ASSIGNMENT:
Copy out each line in the material below that has the word "truck".

MATERIAL SUPPLIED:

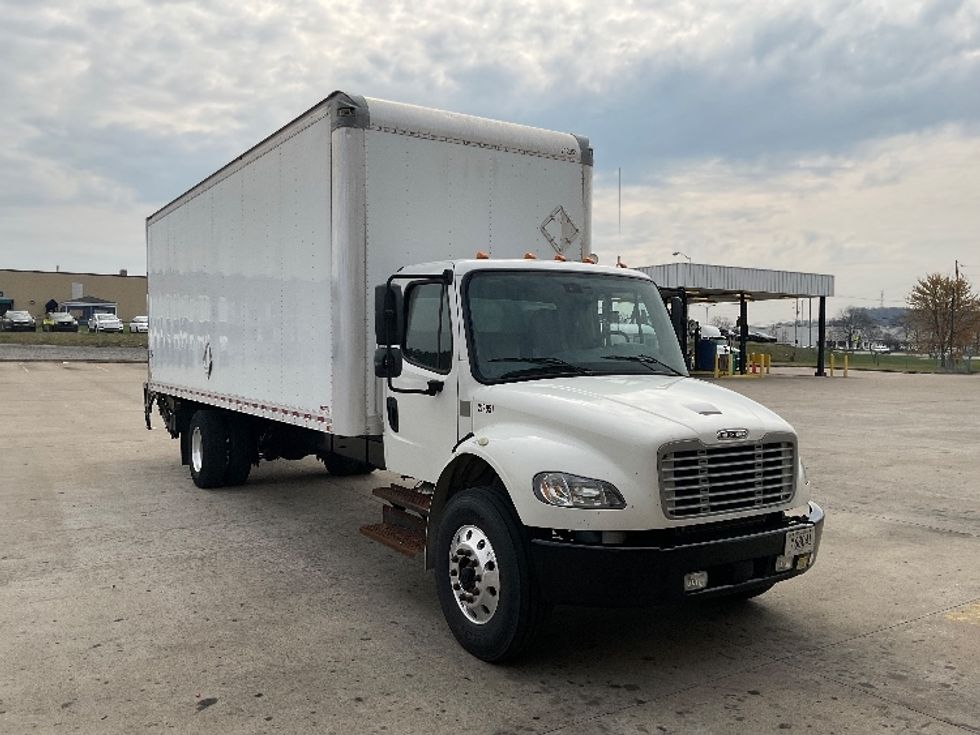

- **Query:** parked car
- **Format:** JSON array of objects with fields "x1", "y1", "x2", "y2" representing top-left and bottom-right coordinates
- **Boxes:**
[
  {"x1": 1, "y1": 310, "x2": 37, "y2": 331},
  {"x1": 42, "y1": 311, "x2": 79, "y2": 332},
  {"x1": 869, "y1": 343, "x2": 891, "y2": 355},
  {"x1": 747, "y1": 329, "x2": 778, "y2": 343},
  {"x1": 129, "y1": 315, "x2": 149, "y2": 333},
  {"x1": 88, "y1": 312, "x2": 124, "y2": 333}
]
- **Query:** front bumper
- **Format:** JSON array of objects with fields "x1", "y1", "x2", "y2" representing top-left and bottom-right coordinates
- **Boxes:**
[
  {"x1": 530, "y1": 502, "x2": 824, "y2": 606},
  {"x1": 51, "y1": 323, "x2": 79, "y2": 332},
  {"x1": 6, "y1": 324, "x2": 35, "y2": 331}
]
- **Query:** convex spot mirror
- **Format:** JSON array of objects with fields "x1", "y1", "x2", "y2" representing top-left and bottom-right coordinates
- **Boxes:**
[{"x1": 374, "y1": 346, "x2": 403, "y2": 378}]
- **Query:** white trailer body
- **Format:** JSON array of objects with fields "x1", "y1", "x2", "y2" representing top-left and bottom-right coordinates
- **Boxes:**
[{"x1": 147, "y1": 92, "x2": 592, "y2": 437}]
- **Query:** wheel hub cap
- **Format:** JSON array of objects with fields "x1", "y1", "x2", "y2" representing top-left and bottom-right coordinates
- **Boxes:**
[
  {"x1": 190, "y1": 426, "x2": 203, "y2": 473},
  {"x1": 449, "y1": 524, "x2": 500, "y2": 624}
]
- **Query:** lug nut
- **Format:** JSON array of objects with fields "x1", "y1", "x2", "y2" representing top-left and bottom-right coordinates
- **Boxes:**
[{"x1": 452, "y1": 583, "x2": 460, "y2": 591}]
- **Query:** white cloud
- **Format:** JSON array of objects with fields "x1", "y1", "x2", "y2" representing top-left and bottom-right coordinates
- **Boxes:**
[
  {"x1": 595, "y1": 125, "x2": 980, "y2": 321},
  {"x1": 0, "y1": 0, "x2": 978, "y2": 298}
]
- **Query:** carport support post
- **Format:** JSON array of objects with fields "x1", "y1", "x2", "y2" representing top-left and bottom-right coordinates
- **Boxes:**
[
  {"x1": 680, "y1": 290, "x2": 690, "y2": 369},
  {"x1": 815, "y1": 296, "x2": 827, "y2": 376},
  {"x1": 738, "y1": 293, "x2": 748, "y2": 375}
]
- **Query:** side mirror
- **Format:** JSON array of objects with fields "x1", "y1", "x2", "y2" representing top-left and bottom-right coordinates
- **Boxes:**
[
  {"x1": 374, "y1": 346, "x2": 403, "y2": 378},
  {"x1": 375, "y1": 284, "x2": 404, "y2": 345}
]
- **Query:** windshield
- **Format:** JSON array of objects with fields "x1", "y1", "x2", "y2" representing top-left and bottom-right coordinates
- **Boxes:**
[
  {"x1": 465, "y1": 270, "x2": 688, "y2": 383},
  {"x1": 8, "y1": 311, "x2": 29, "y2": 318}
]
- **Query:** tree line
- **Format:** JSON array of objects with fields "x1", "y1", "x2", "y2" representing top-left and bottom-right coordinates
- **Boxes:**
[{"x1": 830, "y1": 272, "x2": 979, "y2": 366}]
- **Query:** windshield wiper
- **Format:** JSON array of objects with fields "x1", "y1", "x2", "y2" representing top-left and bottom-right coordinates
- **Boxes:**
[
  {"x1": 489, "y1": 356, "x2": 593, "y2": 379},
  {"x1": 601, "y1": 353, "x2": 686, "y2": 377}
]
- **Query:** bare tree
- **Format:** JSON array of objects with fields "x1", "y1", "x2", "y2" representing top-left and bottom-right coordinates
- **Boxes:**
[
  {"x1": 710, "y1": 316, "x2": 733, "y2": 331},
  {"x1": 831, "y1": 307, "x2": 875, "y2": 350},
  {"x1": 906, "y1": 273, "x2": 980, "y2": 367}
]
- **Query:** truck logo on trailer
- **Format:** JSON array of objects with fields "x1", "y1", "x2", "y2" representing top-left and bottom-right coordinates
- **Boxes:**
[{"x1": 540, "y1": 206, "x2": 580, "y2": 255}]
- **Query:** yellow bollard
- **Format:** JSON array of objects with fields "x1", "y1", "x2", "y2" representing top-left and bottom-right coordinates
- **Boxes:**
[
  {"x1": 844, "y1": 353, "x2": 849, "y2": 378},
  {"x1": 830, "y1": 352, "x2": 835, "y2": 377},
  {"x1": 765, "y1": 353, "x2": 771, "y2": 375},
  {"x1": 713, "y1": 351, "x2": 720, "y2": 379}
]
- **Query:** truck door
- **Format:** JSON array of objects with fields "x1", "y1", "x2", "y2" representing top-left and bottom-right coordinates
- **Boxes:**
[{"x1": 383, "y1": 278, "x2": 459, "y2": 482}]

TASK SOLUTION:
- **Query:** truck logo on trailer
- **Query:** truck door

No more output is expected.